==== EXCERPT

BALTIC Centre for Contemporary Art


Jim Shaw at BALTIC Centre for Contemporary Art

Jim Shaw, Capitol Viscera Appliances, 2011. Mural. Photo: LeeAnn Nickel, Los Angeles. Courtesy the artist and Simon Lee Gallery London/Hong Kong.

Jim Shaw
The Rinse Cycle

9 November 2012–17 February 2013

BALTIC Centre for Contemporary Art
Gateshead Quays, South Shore Road
Gateshead NE8 3BA UK
Hours: Monday–Sunday 10–18h
Tuesday 10.30–18h
Admission: Free

www.balticmill.com

BALTIC Centre for Contemporary Art, Gateshead presents The Rinse Cycle, the first survey exhibition of Jim Shaw’s work since 1999 and the first exhibition to bring all of his major series together.

========
==== EXERCISE DATA

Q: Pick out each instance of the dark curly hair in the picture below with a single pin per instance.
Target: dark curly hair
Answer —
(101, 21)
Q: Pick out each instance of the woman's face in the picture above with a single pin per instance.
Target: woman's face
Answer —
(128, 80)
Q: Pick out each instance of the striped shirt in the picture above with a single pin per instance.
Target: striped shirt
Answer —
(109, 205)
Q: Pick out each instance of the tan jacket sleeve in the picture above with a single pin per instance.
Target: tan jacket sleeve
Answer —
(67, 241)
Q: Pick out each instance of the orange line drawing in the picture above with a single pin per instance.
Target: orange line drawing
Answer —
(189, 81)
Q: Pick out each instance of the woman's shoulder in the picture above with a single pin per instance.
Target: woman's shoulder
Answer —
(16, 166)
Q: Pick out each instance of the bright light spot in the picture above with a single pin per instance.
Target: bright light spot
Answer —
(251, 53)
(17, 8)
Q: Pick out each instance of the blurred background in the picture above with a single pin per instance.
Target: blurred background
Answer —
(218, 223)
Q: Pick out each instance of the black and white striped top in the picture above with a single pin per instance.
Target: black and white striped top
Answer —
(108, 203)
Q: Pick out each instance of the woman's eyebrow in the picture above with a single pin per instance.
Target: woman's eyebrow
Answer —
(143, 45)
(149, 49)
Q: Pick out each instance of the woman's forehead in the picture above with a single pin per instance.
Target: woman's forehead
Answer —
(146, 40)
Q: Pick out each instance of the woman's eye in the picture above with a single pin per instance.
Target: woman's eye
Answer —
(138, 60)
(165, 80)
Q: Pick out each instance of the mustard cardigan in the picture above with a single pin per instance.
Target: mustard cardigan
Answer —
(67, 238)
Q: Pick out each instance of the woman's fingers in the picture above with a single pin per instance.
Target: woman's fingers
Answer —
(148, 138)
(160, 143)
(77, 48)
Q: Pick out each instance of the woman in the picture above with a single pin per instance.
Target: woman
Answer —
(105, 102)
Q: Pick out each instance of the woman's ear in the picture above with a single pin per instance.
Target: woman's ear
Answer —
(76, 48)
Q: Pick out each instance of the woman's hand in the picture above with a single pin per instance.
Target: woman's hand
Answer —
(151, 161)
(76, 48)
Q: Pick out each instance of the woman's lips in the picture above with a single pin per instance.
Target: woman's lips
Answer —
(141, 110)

========

EXERCISE PROMPT
List every city named in the exhibition notice for The Rinse Cycle.

RESULT BELOW
Los Angeles, London, Hong Kong, Gateshead